Records drawn from a dataset:
- - - - -
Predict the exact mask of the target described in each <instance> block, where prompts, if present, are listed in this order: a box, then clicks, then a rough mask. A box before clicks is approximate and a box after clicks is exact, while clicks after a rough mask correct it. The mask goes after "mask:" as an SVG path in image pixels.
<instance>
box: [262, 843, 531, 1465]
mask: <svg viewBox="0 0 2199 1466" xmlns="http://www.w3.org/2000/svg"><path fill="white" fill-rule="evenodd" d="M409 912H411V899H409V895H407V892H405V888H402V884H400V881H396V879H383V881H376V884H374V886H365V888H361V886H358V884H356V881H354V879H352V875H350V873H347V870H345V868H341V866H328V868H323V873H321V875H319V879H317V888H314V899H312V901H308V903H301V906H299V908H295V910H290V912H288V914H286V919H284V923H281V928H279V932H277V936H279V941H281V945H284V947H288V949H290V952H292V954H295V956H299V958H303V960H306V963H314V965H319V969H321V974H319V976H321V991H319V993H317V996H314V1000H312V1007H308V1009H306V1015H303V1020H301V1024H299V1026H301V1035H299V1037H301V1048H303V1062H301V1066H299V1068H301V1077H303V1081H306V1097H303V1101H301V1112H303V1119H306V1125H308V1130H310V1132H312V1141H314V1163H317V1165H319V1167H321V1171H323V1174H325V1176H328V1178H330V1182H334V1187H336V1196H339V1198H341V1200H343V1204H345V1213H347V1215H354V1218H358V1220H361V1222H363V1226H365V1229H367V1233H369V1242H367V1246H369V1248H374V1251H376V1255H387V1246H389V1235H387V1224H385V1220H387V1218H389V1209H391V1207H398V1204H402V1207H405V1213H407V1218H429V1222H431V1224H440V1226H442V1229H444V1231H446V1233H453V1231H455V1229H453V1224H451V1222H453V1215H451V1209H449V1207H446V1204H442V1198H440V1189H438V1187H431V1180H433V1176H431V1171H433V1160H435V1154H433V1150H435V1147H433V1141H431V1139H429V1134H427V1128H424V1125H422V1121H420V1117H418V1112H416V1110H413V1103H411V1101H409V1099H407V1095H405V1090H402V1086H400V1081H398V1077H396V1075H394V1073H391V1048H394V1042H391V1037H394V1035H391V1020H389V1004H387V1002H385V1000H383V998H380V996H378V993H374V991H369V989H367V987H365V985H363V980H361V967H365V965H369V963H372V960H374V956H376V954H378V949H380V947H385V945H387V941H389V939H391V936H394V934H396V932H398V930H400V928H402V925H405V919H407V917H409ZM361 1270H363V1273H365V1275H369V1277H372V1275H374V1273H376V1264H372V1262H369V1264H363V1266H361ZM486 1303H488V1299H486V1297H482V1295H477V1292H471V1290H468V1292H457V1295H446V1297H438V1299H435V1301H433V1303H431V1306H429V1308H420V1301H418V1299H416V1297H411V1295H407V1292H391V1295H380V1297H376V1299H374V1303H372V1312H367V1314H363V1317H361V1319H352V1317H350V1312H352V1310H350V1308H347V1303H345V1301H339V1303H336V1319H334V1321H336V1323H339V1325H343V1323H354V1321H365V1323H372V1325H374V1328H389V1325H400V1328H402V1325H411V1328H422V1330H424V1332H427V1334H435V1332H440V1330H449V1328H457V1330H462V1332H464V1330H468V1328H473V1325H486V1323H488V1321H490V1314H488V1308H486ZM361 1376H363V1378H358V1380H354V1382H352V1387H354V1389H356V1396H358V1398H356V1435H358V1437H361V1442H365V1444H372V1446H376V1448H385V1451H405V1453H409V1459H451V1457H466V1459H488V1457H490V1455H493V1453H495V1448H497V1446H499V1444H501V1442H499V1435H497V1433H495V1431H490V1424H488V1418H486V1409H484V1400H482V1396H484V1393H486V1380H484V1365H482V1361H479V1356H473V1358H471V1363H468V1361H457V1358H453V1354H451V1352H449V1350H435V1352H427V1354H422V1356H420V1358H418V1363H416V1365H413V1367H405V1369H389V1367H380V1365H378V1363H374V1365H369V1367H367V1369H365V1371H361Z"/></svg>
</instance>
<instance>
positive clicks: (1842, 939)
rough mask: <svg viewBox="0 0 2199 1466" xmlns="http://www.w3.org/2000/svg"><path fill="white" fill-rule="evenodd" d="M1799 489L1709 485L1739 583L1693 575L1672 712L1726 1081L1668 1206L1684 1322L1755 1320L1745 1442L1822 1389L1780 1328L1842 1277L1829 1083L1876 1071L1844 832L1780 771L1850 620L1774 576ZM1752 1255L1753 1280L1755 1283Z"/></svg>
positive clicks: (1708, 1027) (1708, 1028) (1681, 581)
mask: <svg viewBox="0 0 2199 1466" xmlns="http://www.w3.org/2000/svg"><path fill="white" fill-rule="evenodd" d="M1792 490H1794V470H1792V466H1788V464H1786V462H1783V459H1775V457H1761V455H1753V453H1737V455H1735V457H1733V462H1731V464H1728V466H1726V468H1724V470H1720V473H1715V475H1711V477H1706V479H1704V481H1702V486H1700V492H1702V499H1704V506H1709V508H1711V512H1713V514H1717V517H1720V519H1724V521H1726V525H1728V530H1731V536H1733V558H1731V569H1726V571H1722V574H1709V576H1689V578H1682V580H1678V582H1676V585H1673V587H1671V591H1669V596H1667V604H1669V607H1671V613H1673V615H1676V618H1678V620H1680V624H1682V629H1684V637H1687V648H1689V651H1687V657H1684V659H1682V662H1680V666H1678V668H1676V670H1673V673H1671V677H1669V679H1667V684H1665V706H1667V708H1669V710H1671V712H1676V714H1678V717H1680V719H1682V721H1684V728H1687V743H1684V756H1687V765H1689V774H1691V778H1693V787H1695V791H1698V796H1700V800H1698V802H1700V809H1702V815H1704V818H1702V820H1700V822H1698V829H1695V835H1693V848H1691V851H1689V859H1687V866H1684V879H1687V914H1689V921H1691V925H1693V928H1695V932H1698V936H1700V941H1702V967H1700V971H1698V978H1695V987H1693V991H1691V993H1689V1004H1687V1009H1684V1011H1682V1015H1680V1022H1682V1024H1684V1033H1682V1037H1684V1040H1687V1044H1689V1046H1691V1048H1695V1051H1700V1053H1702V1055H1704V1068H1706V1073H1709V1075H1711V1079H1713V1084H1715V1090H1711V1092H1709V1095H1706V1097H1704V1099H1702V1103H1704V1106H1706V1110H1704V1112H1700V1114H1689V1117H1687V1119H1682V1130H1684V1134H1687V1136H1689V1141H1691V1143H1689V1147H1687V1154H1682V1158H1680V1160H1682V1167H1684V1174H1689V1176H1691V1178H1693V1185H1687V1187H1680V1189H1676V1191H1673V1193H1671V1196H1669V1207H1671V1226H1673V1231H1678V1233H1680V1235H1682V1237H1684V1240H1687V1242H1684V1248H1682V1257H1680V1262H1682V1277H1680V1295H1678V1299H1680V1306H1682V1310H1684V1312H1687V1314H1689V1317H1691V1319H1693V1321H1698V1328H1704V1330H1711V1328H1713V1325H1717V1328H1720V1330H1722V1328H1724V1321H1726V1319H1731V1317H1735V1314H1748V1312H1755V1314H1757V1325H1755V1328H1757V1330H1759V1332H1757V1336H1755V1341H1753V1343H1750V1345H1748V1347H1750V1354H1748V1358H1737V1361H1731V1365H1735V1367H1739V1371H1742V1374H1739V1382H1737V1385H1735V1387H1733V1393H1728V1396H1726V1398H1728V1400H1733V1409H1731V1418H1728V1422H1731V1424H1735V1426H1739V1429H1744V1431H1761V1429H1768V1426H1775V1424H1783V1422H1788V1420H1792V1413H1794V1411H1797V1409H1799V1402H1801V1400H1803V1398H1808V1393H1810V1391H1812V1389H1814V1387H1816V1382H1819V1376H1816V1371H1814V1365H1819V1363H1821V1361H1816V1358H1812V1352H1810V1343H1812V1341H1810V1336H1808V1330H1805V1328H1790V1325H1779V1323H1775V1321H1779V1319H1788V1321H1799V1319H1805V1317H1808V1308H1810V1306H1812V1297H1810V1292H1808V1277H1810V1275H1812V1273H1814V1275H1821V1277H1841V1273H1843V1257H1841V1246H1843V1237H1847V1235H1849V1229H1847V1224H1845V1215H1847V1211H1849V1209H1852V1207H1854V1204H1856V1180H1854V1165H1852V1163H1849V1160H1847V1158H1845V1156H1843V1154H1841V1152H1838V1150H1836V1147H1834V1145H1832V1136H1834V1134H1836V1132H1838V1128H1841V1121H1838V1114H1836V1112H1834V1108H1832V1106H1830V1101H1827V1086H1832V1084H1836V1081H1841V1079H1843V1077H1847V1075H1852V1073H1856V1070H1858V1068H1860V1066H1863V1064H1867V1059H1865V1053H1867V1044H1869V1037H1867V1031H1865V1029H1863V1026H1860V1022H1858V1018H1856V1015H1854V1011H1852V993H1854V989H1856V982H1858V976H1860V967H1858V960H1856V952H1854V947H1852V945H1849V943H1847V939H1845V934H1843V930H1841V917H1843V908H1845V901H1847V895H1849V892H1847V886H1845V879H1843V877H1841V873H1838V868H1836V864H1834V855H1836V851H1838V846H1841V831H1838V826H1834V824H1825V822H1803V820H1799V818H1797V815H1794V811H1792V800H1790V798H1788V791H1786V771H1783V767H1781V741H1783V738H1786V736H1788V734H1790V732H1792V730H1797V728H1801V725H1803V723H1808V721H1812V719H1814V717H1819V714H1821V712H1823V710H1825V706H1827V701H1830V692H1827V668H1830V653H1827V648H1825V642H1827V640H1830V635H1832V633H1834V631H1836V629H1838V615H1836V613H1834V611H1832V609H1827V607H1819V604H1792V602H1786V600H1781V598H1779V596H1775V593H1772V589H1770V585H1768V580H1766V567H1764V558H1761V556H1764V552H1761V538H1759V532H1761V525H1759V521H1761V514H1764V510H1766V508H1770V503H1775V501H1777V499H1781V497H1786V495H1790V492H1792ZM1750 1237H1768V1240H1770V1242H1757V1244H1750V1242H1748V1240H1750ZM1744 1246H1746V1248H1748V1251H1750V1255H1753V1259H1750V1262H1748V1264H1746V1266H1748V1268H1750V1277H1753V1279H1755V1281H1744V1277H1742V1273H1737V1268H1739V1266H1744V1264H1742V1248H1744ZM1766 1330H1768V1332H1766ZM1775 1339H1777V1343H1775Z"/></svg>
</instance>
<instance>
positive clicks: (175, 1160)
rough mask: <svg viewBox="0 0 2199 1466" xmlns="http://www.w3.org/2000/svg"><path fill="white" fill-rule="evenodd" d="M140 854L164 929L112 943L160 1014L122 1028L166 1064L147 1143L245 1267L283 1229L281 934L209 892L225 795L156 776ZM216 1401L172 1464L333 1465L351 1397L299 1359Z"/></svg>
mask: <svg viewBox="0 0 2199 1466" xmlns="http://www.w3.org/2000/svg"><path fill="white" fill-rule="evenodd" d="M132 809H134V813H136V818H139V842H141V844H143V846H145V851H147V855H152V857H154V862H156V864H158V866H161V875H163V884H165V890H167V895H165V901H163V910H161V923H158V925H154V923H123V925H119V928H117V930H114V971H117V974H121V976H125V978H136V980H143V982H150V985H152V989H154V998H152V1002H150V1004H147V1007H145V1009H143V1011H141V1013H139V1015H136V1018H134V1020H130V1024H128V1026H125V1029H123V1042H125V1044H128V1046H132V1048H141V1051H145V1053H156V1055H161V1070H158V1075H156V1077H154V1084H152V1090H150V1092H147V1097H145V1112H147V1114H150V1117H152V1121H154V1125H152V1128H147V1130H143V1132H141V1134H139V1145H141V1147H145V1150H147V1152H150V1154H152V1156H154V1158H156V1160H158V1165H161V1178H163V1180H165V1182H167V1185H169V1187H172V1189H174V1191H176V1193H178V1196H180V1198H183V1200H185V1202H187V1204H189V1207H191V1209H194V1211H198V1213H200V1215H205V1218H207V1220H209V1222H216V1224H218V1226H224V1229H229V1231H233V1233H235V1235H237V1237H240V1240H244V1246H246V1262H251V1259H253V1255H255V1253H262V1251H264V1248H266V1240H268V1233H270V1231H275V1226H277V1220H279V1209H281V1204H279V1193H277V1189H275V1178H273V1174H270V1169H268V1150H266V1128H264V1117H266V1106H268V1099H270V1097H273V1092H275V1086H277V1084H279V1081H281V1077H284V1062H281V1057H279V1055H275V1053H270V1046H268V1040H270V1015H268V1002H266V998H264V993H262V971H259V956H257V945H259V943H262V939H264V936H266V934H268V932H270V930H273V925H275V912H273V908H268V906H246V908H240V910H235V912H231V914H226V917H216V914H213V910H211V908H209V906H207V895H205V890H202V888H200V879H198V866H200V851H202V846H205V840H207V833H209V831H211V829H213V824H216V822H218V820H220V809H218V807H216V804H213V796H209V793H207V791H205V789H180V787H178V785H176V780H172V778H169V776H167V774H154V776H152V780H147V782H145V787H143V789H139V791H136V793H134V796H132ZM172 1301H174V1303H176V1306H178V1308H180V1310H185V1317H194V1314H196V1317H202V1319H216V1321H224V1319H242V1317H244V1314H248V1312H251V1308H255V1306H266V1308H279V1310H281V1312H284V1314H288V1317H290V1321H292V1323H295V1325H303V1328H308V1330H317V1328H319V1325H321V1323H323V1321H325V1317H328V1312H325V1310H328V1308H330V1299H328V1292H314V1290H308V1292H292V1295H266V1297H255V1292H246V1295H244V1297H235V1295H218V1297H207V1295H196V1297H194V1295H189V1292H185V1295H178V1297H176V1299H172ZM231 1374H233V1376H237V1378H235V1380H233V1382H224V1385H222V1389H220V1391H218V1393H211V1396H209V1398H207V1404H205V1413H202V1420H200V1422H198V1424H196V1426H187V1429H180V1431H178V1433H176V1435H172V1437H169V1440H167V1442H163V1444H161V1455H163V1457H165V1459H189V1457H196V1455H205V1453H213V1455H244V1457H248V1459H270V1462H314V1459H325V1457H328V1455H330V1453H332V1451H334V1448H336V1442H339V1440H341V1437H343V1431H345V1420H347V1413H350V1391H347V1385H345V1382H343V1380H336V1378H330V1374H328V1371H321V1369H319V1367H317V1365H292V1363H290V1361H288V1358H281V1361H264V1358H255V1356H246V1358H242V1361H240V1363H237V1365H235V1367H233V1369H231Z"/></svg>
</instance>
- - - - -
§ **Problem details**: Wherever a line in the data above holds the word "positive", copy that line.

§ **Result**:
positive clicks: (1842, 939)
positive clicks: (1708, 1027) (1708, 1028) (1681, 581)
positive clicks: (175, 1160)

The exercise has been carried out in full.